● Required task:
In the records below, find each line that contains the string "lighting" and report that line in full, matching case exactly.

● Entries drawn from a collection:
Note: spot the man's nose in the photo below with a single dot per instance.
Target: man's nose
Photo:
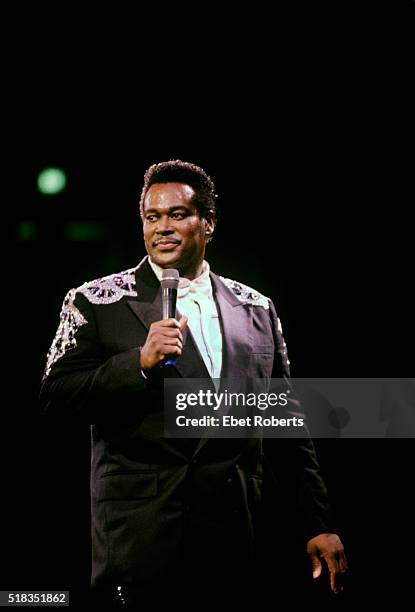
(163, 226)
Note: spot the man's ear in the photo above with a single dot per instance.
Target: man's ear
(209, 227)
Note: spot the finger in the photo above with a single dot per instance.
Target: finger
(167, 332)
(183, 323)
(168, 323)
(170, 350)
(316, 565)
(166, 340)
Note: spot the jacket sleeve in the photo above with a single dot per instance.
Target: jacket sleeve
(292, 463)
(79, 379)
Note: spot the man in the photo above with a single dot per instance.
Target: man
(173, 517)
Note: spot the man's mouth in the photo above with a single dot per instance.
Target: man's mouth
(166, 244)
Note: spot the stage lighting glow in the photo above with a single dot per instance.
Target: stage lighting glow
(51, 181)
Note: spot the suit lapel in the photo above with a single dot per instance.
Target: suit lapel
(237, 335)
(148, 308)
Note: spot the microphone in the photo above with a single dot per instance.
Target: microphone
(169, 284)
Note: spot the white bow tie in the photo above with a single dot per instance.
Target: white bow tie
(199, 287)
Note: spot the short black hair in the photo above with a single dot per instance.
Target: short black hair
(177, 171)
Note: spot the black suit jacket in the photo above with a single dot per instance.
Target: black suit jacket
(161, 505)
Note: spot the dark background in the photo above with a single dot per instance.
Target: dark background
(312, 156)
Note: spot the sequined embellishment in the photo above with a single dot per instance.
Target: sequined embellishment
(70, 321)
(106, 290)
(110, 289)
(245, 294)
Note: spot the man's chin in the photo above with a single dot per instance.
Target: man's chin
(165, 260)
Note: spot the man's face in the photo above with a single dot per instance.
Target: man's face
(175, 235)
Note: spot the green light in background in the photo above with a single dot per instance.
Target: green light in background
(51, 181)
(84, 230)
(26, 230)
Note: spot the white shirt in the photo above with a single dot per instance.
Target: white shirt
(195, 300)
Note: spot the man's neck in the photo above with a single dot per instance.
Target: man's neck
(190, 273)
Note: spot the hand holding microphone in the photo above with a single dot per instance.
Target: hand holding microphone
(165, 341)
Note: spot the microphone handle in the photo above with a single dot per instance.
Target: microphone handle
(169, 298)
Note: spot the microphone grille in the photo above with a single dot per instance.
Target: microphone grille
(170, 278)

==

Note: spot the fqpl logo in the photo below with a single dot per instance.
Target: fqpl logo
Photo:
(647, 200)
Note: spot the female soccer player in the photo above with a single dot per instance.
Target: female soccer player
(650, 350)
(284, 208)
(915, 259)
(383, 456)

● Correct result:
Note: spot the stage lighting glow in the photo above with a single dot per instance.
Target: stage lighting glow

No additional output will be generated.